◆ Set task ◆
Write out the data below line for line, leaving out any pictures.

Dataset excerpt
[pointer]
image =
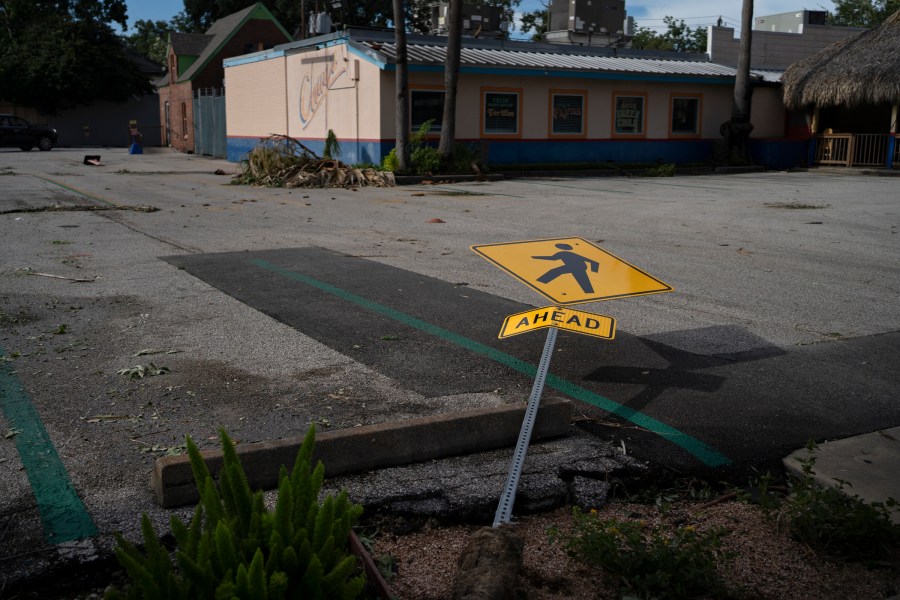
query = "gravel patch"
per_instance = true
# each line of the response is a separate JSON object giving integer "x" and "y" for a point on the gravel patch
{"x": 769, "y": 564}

◆ Exercise response ◆
[pointer]
image =
query = "gravel patch"
per_instance = true
# each line of the response is a separate JSON object giving integer "x" and "y" for a point on the gravel patch
{"x": 769, "y": 564}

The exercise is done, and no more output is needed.